▶ _AIM_
Copy these lines word for word.

Collection entries:

══════

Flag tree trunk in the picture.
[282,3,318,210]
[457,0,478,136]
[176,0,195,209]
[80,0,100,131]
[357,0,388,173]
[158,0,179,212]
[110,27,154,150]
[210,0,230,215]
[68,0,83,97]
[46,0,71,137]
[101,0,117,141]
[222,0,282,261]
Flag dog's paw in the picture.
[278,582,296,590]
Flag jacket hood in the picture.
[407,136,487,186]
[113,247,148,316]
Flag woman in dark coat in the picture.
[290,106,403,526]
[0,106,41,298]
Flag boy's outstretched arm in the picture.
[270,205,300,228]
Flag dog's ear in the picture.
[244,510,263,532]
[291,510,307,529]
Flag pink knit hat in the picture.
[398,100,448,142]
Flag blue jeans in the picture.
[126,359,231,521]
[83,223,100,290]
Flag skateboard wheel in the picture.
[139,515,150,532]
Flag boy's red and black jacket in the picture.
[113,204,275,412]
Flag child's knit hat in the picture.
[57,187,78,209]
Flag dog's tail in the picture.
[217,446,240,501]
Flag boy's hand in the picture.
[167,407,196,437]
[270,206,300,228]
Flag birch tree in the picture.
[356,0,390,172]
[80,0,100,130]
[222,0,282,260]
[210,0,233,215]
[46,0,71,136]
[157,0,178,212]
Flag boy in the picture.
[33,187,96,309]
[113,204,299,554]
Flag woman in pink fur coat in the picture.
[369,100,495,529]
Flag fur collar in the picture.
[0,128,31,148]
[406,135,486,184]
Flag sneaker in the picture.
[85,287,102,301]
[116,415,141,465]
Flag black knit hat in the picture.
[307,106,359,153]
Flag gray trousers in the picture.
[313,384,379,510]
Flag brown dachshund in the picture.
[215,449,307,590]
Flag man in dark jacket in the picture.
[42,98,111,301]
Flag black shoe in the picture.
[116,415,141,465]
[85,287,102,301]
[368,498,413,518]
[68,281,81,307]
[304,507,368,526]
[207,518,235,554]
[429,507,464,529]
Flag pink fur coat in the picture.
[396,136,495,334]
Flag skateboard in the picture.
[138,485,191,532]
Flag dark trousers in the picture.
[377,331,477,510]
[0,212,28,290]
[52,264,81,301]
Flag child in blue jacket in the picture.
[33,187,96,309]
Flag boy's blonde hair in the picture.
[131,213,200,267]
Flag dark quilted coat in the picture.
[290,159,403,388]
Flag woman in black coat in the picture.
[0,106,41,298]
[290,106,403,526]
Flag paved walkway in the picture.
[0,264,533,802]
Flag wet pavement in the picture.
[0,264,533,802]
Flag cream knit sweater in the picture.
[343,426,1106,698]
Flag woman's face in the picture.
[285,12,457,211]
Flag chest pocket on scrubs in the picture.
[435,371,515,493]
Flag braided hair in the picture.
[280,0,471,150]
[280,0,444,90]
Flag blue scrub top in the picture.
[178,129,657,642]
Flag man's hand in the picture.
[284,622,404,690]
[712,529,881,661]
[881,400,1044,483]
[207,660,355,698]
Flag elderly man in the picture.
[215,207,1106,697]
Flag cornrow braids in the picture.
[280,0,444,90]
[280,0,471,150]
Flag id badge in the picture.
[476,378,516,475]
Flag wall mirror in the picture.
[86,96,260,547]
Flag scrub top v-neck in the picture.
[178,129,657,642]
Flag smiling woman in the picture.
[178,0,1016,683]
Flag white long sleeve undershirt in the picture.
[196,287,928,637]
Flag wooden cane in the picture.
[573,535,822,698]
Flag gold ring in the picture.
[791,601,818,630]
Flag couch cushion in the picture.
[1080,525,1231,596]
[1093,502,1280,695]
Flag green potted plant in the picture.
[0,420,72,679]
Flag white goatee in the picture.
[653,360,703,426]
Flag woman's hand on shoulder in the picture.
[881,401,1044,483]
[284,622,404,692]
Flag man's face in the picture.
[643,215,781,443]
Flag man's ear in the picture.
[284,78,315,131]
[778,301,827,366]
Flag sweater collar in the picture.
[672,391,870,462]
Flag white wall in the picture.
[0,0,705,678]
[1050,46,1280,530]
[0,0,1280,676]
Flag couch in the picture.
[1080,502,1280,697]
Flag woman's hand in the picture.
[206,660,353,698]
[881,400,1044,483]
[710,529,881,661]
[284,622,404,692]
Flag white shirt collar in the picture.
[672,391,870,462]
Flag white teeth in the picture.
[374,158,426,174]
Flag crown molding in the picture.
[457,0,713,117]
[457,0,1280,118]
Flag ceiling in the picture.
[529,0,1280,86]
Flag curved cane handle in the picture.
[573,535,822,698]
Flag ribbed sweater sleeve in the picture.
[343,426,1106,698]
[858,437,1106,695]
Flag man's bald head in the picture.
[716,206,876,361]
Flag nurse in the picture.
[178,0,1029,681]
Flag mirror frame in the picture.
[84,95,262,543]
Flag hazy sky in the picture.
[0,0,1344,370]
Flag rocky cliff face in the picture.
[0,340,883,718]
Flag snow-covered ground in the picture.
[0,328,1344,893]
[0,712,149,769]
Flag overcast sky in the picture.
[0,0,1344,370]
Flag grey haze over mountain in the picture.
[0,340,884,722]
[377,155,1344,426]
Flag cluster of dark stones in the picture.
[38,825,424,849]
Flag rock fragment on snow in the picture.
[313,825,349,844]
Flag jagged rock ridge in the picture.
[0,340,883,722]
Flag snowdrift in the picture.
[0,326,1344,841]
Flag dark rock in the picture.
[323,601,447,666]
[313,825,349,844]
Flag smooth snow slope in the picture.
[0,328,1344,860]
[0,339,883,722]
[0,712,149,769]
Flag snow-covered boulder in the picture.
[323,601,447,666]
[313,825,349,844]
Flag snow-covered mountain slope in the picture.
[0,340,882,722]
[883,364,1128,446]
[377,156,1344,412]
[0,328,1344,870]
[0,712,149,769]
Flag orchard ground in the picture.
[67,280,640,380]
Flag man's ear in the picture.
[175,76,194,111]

══════

▶ _COMPLETED TASK_
Flag tree trunk in the picture.
[282,3,318,210]
[457,0,478,136]
[176,0,195,209]
[80,0,100,131]
[357,0,388,173]
[158,0,179,212]
[110,27,154,150]
[210,0,230,215]
[68,0,83,97]
[46,0,71,137]
[101,0,117,141]
[222,0,282,261]
Flag dog's paw in the picture.
[278,582,296,590]
Flag jacket hood in the picture.
[407,136,487,186]
[113,247,148,316]
Flag woman in dark coat in the picture.
[290,106,403,526]
[0,106,41,298]
Flag boy's outstretched arm in the picture.
[270,205,300,228]
Flag dog's ear in the picture.
[244,510,263,532]
[291,510,307,529]
Flag pink knit hat in the picture.
[398,100,448,142]
Flag blue jeans in the picture.
[126,359,231,521]
[83,223,100,290]
Flag skateboard wheel in the picture.
[139,515,150,532]
Flag boy's red and black jacket in the picture.
[113,204,275,412]
Flag child's knit hat in the picture.
[57,187,78,209]
Flag dog's tail in the picture.
[217,446,240,501]
Flag boy's hand in the picture.
[167,407,196,437]
[270,206,300,228]
Flag birch tree in the picture.
[356,0,390,172]
[80,0,100,130]
[222,0,282,260]
[210,0,233,215]
[46,0,71,136]
[157,0,178,212]
Flag boy in the picture.
[33,187,96,309]
[113,204,299,554]
Flag woman in pink fur coat in the picture.
[369,100,495,529]
Flag fur collar in the picture.
[0,128,31,148]
[406,135,486,184]
Flag sneaker in the picture.
[85,287,102,301]
[116,415,141,465]
Flag black knit hat in the picture.
[307,106,359,153]
Flag gray trousers in the picture.
[313,384,379,510]
Flag brown dachshund in the picture.
[215,449,307,590]
Flag man in dark jacket in the picture.
[42,98,111,301]
Flag black shoe in the picture.
[116,415,141,465]
[85,287,102,301]
[368,498,413,518]
[68,281,81,307]
[304,507,368,526]
[207,518,235,554]
[429,507,464,529]
Flag pink fur coat in the picture.
[396,136,495,334]
Flag skateboard in the picture.
[138,485,191,532]
Flag dark trousers in the picture.
[377,331,477,510]
[0,212,28,290]
[52,264,81,301]
Flag child in blue jacket in the picture.
[33,187,96,309]
Flag boy's blonde hair in the picture.
[131,213,200,267]
Flag dark quilted coat in the picture.
[290,159,403,388]
Flag woman in black coat in the picture.
[0,106,41,298]
[290,106,403,526]
Flag paved walkway in the picture.
[0,264,533,802]
Flag wet pavement in the picture.
[0,264,533,802]
Flag cream knit sweater in the picture.
[343,426,1106,698]
Flag woman's face in the picture.
[285,12,457,211]
Flag chest pocket on scrubs in the picture.
[435,371,515,493]
Flag braided hair in the picture.
[280,0,471,150]
[280,0,444,90]
Flag blue scrub top in the picture.
[178,129,657,642]
Flag man's hand in the picture.
[284,622,404,690]
[712,529,881,661]
[881,400,1044,483]
[207,660,355,698]
Flag elderly man in the picture.
[215,207,1106,697]
Flag cornrow braids in the picture.
[280,0,444,90]
[280,0,471,150]
Flag id badge in the picture.
[476,378,516,475]
Flag wall mirror in the picture.
[86,96,260,547]
Flag scrub top v-neck in the picture.
[178,129,657,642]
Flag smiling woman in the picture.
[178,0,1016,683]
Flag white long sleeve undershirt in the picture.
[196,287,928,637]
Flag wooden cane in the picture.
[573,535,822,698]
Flag gold ring in the picture.
[791,601,818,630]
Flag couch cushion in the picture.
[1080,525,1231,596]
[1093,502,1280,695]
Flag green potted plant in the picture.
[0,420,72,679]
Flag white goatee in the picture.
[653,360,703,426]
Flag woman's hand on shoulder in the picture.
[881,401,1044,483]
[284,622,404,692]
Flag man's face in the picture.
[643,215,781,443]
Flag man's ear in the picture.
[284,78,315,131]
[778,301,827,366]
Flag sweater collar in the picture.
[672,391,870,462]
Flag white wall in the picture.
[0,0,705,678]
[1050,46,1280,530]
[0,0,1280,676]
Flag couch in the picture.
[1080,502,1280,697]
Flag woman's hand in the picture.
[206,660,353,698]
[881,400,1044,483]
[710,529,881,661]
[284,622,404,692]
Flag white shirt collar in the picture.
[672,391,870,462]
Flag white teeth in the picture.
[374,158,426,174]
Flag crown molding in the picture.
[457,0,713,117]
[457,0,1280,118]
Flag ceiling in the picture.
[529,0,1280,86]
Flag curved cane handle in the picture.
[573,535,822,698]
Flag ribbed sweater sleeve in the picture.
[343,426,1106,698]
[858,437,1106,695]
Flag man's bald head in the picture.
[716,206,876,361]
Flag nurse in the picture.
[178,0,1029,681]
Flag mirror frame in the picture.
[84,95,262,543]
Flag hazy sky in the picture.
[0,0,1344,370]
Flag rocky cliff face in the picture.
[0,340,883,718]
Flag snow-covered ground in the picture.
[0,328,1344,893]
[0,712,149,769]
Flag overcast sky in the picture.
[0,0,1344,370]
Flag grey haze over mountain in the picture.
[0,340,884,722]
[377,155,1344,426]
Flag cluster of dark stones in the picture.
[38,825,424,849]
Flag rock fragment on snow in the picture.
[313,825,349,844]
Flag jagged rock ridge in the picture.
[0,340,883,722]
Flag snowdrift in the picture.
[0,326,1344,841]
Flag dark rock in the picture.
[323,601,447,666]
[313,825,349,844]
Flag smooth snow slope in the picture.
[0,328,1344,860]
[0,339,883,722]
[0,712,149,769]
Flag snow-covered boulder in the picture.
[323,601,447,666]
[313,825,349,844]
Flag snow-covered mountain slope in the picture.
[0,340,882,722]
[883,364,1128,446]
[377,156,1344,412]
[0,328,1344,870]
[0,712,149,769]
Flag orchard ground in the picture.
[67,280,640,380]
Flag man's ear in the picture.
[175,76,194,111]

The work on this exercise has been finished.